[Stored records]

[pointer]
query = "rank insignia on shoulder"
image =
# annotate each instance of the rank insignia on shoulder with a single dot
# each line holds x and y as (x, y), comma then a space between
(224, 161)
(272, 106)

**DESCRIPTION OF THE TASK**
Lines above that contain the string "shoulder" make up the answer.

**RESPONSE TO THIS EXERCISE**
query = "rank insignia on shoulder"
# annotate each instance of the rank insignia on shoulder with a single dot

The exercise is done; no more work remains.